Exercise goal: Please set down, without any change, everything in the entries below from the line containing "Task: a point for each instance of the mountain" down to the line containing "pixel 184 77", including both of those lines.

-------- Data entries --------

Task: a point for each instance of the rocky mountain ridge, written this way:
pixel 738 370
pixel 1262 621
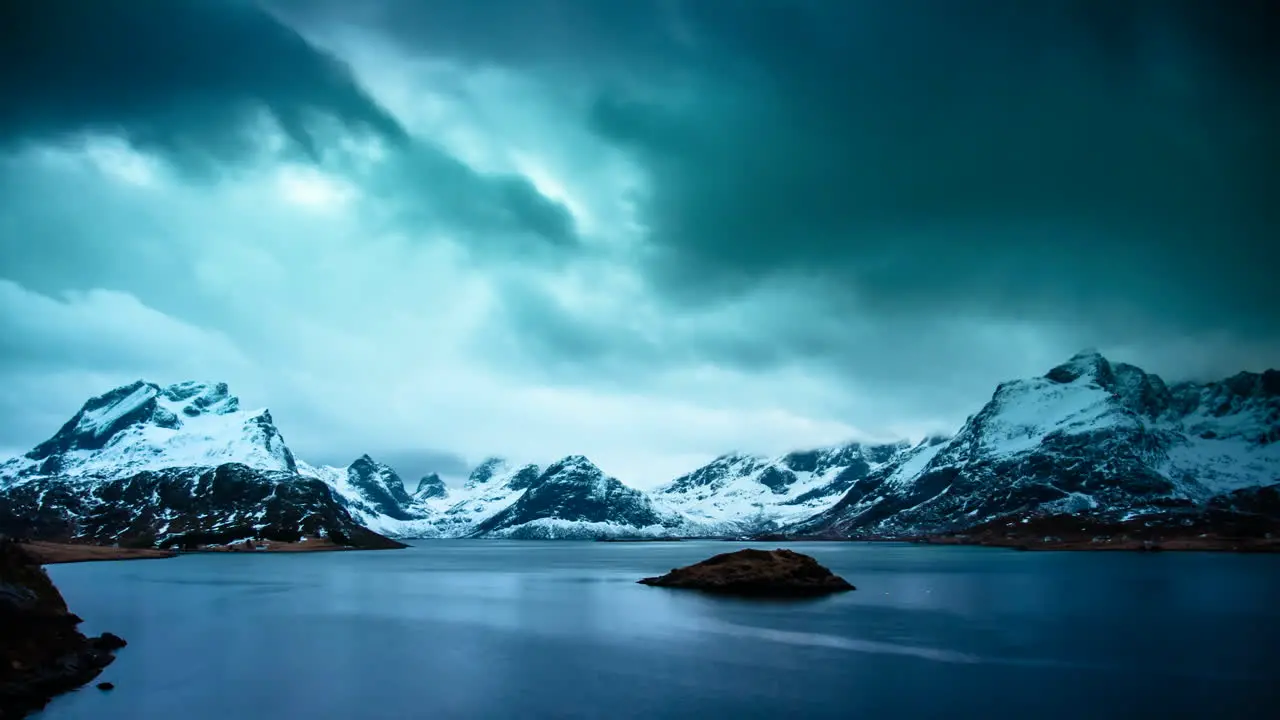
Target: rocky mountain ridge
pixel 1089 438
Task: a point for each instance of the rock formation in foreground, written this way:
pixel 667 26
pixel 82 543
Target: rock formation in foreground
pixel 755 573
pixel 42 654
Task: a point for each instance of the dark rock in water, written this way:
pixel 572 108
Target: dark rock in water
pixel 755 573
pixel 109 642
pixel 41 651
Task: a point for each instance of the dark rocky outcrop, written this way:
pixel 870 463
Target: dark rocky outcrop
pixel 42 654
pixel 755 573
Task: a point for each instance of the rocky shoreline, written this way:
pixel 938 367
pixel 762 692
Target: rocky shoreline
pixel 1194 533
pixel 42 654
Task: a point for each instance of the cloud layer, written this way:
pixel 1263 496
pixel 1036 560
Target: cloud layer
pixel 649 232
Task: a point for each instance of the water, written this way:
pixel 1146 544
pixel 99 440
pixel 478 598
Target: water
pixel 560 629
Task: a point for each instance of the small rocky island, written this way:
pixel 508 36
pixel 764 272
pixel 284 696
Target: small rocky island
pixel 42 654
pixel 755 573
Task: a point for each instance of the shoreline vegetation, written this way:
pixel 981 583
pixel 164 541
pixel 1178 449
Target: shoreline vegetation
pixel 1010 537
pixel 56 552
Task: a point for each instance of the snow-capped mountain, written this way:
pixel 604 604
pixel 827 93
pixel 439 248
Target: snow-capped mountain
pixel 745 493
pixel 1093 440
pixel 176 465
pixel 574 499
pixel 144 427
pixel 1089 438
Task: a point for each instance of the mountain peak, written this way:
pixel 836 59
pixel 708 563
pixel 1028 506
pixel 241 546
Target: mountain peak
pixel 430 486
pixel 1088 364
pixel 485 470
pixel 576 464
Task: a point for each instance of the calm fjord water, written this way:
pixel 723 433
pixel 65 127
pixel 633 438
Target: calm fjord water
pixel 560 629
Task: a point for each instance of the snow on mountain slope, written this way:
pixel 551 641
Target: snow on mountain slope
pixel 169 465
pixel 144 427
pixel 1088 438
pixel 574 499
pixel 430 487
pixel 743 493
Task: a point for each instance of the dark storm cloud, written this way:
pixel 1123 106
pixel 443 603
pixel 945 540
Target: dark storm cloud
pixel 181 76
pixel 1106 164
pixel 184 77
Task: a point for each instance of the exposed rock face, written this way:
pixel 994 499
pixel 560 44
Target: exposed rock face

--------
-------- Data entries --------

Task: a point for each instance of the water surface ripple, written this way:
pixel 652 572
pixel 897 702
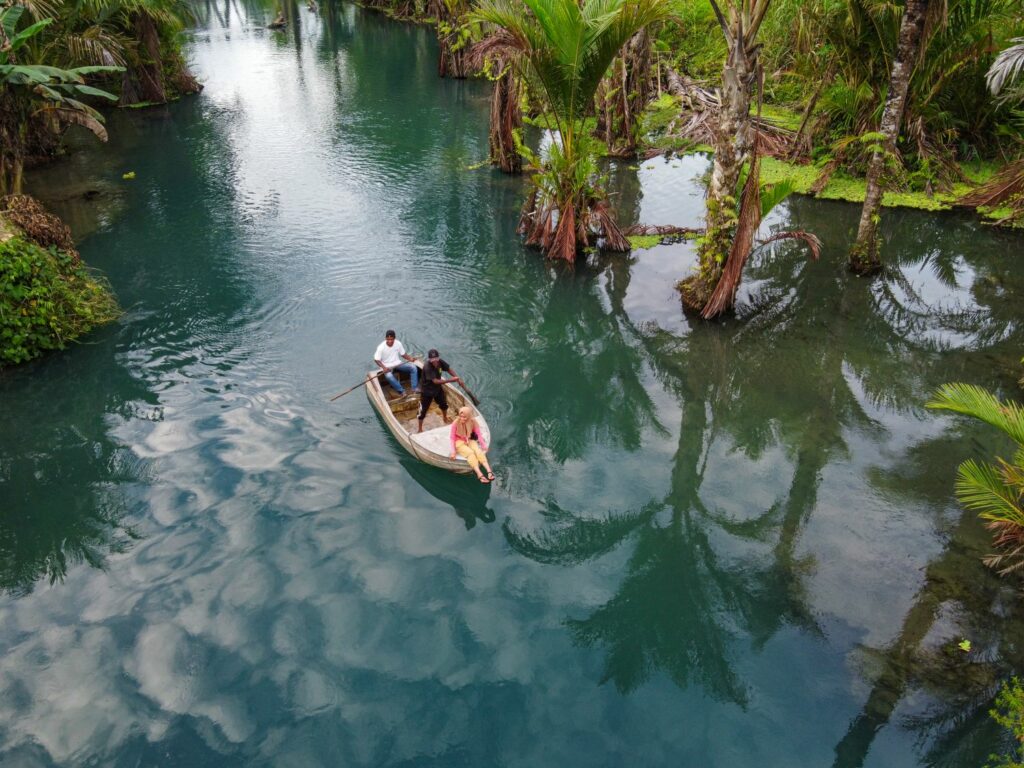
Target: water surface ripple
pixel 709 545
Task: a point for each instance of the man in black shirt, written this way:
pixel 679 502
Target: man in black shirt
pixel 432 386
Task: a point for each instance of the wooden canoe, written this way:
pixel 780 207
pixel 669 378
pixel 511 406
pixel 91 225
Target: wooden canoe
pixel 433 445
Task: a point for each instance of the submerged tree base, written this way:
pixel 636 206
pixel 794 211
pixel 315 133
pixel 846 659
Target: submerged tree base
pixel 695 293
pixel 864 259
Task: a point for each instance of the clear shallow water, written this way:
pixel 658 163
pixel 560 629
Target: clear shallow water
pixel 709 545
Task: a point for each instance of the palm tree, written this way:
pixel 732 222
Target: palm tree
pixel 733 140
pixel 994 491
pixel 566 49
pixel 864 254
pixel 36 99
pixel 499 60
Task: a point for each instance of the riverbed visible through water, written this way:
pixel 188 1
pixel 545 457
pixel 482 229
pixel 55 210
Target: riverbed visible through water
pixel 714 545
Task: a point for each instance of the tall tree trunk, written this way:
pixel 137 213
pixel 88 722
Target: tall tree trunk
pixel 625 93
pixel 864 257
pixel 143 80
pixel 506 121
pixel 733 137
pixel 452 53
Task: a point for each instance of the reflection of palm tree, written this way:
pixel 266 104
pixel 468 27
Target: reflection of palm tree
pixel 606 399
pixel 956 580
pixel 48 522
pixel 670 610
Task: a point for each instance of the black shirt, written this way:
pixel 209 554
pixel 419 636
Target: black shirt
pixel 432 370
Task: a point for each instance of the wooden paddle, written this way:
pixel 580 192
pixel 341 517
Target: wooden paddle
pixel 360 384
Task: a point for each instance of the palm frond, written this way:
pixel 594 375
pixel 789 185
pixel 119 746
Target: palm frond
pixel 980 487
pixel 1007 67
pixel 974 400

--------

Solution:
Task: a point for each instance of the mountain peak, written this way:
pixel 836 59
pixel 708 563
pixel 1028 506
pixel 241 546
Target: mountain peak
pixel 430 486
pixel 1088 364
pixel 485 470
pixel 576 464
Task: a point for each instance of the calm fjord water, written this way:
pixel 723 433
pixel 65 127
pixel 633 438
Target: calm fjord water
pixel 560 629
Task: a point for each instance of the snow on mountain slope, written this way:
pixel 551 641
Target: snow on mountain slope
pixel 169 465
pixel 144 427
pixel 1088 438
pixel 574 499
pixel 430 487
pixel 743 493
Task: a point for each instance of the dark storm cloud, written this way:
pixel 1123 106
pixel 443 603
pixel 945 540
Target: dark storm cloud
pixel 181 76
pixel 1106 164
pixel 184 77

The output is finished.